START EXTRACTED INFORMATION
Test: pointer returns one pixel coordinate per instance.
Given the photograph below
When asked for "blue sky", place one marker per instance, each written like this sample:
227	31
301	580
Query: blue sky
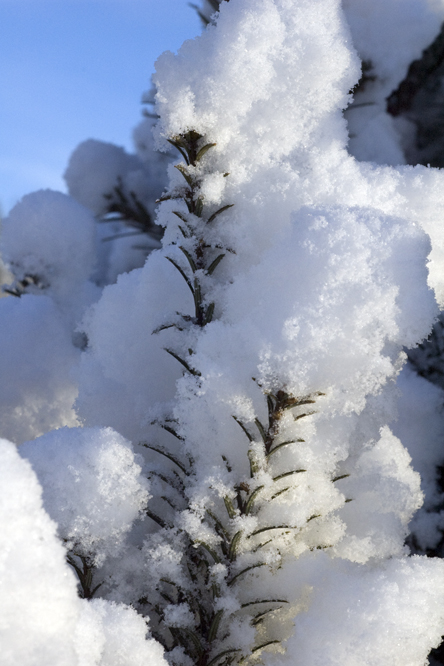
71	70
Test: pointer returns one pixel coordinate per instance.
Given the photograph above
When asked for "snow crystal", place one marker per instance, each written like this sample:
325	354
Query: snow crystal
39	604
92	486
51	237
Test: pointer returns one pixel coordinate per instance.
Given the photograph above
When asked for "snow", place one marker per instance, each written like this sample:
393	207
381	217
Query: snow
331	268
92	486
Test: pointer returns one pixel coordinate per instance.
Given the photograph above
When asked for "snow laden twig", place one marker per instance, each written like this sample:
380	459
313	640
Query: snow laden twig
218	550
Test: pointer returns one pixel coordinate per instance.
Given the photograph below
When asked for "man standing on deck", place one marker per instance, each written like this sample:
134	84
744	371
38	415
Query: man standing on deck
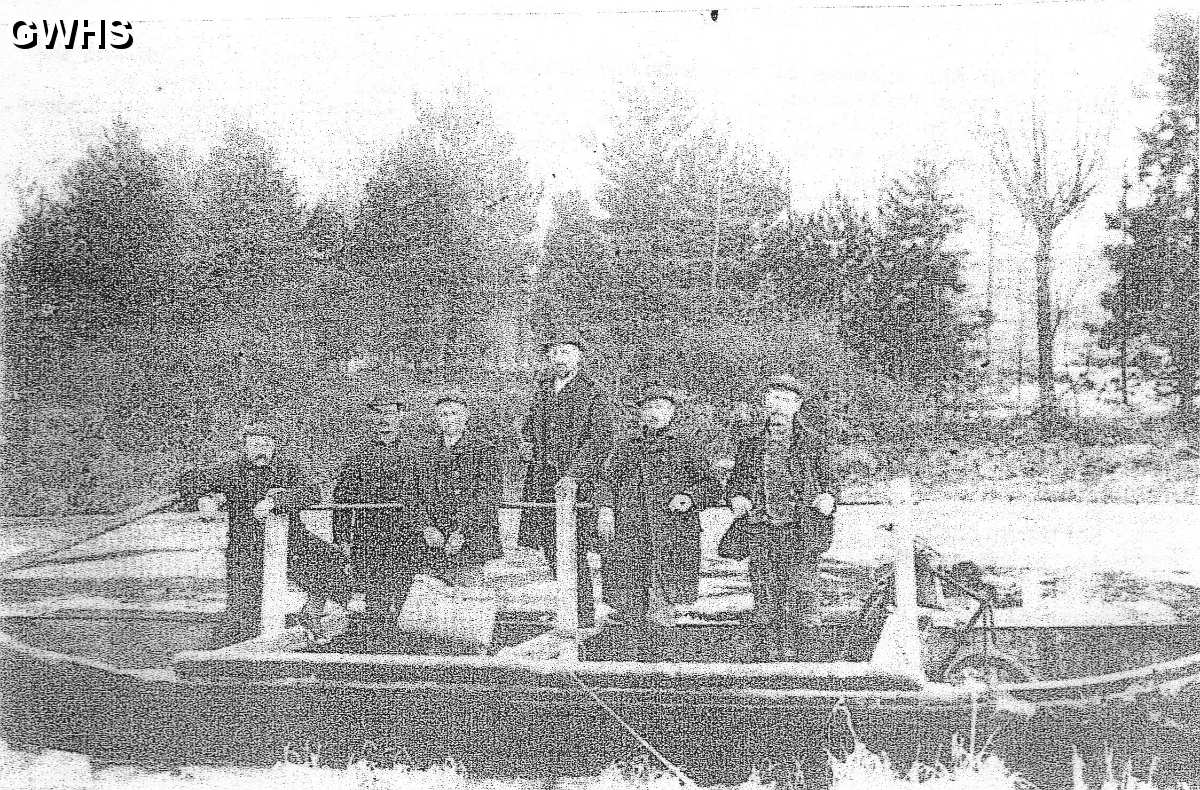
END EXTRACTED INFORMATION
[TO DO]
Bring together all lines of the entries above in which the string "this" occurs.

[RESPONSE BOX]
When asked for "blue sky", place one marker per instance, each written like this sample:
When asked for "snow crystal", place one marker per instance, each written like this sample:
When asked for "snow", place one marker per instance, each written like this sample:
When asked for "snow laden twig", place one marker per instance, each written like this sample:
When asked for "man standing on deck", place one marker per instance, each written like this sample:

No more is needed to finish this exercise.